DIRECTIONS: Update the entries starting at the line containing "of the undergrowth." and ending at the line containing "the green water." by replacing "Reviewer note" with "Checker note" and leaving everything else unchanged. Return only those lines.
--- START OF SUPPLIED RECORDS ---
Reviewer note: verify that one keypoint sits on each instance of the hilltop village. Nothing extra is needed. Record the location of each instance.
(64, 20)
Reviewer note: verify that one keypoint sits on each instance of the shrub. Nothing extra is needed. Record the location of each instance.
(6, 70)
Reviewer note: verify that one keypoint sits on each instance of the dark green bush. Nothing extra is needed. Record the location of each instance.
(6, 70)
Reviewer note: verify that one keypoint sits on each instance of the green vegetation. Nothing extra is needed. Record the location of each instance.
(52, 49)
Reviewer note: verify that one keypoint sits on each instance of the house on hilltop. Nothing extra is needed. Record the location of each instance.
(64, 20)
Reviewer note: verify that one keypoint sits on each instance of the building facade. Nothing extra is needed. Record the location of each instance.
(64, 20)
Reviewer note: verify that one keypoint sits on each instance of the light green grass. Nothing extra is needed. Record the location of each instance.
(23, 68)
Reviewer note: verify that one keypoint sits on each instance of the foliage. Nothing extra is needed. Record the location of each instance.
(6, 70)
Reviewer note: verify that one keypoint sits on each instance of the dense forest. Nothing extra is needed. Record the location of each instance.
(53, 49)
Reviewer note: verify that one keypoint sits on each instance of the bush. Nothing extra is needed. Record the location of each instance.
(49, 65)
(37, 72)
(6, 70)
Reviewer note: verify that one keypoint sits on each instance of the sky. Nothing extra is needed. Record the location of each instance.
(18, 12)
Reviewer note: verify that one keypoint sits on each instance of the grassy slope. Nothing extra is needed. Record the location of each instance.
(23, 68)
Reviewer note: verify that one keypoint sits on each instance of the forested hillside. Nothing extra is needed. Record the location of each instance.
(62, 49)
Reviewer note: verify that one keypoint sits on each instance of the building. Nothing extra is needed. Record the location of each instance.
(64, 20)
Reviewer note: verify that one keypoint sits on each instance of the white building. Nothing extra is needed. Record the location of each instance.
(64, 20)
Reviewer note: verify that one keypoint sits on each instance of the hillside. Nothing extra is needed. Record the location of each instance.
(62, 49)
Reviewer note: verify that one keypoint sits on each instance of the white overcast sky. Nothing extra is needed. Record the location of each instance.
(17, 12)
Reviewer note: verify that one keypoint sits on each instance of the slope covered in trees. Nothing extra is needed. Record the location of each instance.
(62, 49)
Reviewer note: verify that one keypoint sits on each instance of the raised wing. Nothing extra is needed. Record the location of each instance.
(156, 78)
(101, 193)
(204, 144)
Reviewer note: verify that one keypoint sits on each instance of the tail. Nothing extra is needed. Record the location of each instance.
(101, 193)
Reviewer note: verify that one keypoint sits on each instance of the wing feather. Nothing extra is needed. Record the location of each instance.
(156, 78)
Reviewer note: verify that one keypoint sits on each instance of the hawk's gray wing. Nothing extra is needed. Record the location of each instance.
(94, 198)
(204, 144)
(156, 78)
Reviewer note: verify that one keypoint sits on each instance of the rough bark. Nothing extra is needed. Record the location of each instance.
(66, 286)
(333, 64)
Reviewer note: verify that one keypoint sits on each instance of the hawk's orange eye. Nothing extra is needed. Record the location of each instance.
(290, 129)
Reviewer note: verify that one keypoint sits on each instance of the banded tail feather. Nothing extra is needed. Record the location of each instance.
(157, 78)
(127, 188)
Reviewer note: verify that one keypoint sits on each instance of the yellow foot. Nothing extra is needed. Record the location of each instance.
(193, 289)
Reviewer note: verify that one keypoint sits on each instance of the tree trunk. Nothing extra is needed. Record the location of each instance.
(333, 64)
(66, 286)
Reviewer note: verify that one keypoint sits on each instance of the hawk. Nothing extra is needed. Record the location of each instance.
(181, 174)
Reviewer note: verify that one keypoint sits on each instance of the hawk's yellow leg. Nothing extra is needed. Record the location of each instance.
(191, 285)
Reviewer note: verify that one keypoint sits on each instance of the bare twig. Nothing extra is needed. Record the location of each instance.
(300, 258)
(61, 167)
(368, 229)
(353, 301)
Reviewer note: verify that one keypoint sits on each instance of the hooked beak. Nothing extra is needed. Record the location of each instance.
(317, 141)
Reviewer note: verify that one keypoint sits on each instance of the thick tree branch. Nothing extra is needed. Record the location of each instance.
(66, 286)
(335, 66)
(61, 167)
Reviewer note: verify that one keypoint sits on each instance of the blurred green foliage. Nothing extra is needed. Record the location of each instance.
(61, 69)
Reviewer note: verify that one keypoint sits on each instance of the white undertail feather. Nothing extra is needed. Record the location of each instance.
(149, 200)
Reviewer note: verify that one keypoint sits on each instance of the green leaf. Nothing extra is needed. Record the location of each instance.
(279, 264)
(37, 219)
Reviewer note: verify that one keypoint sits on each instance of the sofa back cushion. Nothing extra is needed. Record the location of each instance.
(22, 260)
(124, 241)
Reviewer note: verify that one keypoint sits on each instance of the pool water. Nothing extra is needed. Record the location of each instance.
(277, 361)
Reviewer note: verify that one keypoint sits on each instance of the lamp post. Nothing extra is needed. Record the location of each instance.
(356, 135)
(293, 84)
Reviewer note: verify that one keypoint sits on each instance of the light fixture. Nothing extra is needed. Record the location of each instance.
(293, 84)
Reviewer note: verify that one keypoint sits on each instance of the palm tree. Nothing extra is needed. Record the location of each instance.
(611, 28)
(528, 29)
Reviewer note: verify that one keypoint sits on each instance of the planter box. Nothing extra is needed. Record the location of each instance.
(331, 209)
--- END OF SUPPLIED RECORDS ---
--- START OF SUPPLIED RECORDS ---
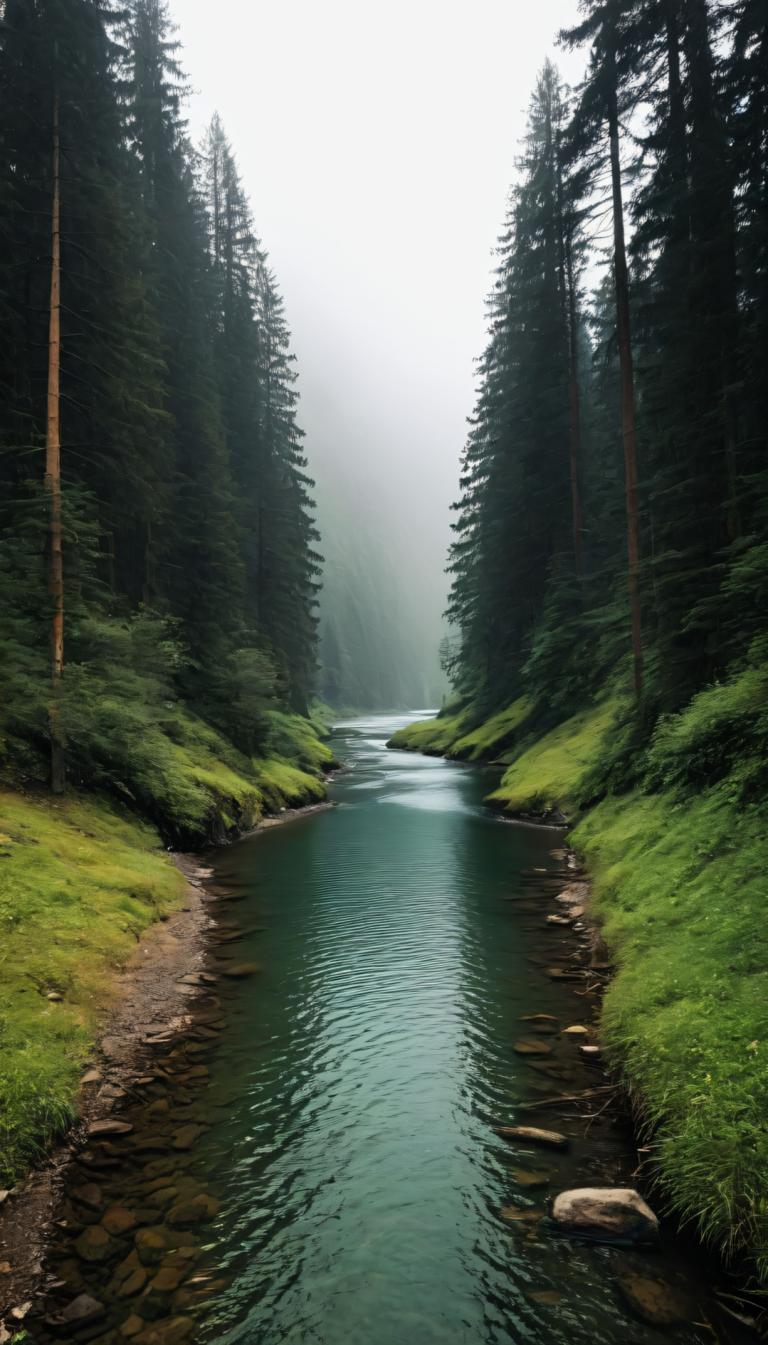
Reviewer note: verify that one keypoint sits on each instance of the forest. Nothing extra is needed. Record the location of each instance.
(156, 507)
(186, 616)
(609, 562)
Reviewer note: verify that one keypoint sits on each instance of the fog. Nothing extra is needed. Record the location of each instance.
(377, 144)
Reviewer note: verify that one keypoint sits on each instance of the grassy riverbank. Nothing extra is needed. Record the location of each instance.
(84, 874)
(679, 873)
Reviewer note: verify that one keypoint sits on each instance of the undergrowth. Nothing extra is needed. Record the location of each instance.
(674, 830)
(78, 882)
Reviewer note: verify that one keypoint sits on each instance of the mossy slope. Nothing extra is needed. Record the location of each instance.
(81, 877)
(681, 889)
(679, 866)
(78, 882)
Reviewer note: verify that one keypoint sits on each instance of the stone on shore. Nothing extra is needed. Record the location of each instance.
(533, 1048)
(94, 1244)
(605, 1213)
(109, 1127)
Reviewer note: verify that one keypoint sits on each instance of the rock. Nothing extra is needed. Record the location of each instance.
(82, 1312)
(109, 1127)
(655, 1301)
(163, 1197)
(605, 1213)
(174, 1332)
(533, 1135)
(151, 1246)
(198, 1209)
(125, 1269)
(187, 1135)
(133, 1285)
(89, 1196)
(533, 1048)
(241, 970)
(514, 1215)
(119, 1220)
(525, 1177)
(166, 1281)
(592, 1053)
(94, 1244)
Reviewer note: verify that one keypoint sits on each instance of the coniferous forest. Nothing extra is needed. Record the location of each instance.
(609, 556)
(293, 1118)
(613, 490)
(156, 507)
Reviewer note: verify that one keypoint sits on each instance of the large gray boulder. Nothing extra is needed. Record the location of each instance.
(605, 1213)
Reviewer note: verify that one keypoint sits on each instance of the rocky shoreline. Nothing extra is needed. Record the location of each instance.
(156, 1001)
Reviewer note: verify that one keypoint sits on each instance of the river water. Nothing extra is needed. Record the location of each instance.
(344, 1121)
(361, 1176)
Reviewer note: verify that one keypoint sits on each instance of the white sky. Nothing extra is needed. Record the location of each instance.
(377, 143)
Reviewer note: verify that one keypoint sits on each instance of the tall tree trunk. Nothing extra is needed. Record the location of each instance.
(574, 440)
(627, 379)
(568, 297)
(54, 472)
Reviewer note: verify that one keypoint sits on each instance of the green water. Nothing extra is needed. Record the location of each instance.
--- END OF SUPPLIED RECORDS ---
--- START OF SUPPLIED RECORDS ---
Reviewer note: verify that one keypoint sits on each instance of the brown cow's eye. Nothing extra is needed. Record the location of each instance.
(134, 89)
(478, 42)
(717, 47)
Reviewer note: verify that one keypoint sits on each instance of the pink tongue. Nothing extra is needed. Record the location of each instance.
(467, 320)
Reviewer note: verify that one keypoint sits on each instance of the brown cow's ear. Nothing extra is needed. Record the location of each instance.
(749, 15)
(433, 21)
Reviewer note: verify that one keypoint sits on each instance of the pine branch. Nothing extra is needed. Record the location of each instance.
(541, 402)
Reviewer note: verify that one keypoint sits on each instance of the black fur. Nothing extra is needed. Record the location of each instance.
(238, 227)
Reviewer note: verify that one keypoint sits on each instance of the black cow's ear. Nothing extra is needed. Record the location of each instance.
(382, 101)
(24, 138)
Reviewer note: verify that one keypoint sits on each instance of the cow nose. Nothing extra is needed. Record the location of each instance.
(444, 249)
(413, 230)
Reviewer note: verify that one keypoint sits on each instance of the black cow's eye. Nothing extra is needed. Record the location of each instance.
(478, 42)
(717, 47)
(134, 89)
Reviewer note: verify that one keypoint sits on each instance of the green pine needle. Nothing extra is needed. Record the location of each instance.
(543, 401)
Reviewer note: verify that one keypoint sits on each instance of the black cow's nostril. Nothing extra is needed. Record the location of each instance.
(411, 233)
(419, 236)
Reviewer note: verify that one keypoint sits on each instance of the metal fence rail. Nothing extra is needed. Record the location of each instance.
--- END OF SUPPLIED RECORDS ---
TASK RESPONSE:
Checker note: verify that one keypoint sits on each instance of the undergrowth. Nothing extra is needed. Record the location of each instance.
(674, 830)
(78, 882)
Checker note: verify that one keypoint sits on each instance of the mossy slope. Nothing extra is needed. Record the location of each instance.
(81, 877)
(681, 889)
(679, 866)
(78, 882)
Checker note: verify that one keypoint sits on each instance of the stone on shore. Nothing extra is needed. Record the location of each instance.
(533, 1048)
(94, 1244)
(605, 1213)
(109, 1127)
Checker note: verify that one keypoint sits on each instance of the rock. Nothing extra is needed. Record the location of each instance.
(82, 1312)
(109, 1127)
(655, 1301)
(163, 1197)
(605, 1213)
(174, 1332)
(533, 1135)
(151, 1246)
(198, 1209)
(125, 1269)
(187, 1135)
(133, 1285)
(89, 1196)
(533, 1048)
(241, 970)
(514, 1215)
(119, 1220)
(525, 1177)
(166, 1281)
(592, 1053)
(94, 1244)
Checker note: verify that one keypoint sits on each instance of the coniferous forest. Nothing extra is needed. Record the location of each instance.
(609, 556)
(293, 1118)
(613, 490)
(156, 507)
Checker note: verify that one keypoint sits on each instance of the large gray boulder. Nothing extra is needed. Record the location of each instance.
(605, 1213)
Checker note: verify that one keypoint sits on each instance of the rocky shoreline. Nothing extra is needed. Record the location of each instance.
(156, 1001)
Checker note: verify that one keypoint sits on each instance of the river water. Nothing extra is needed. Record the location of each instance.
(344, 1121)
(361, 1176)
Checker note: verify that one keypoint sits on each instance of the white sky. Nothing extra is needed. Record the location of each instance.
(377, 143)
Checker note: verify that one keypoint sits on each instance of the tall tree trunk. Nothing extra is needed. Record the location of each instance.
(574, 440)
(627, 379)
(568, 297)
(54, 472)
Checker note: verify that one keypoint sits on each instance of the green water. Nothing extra is needed. Record the location of each instance.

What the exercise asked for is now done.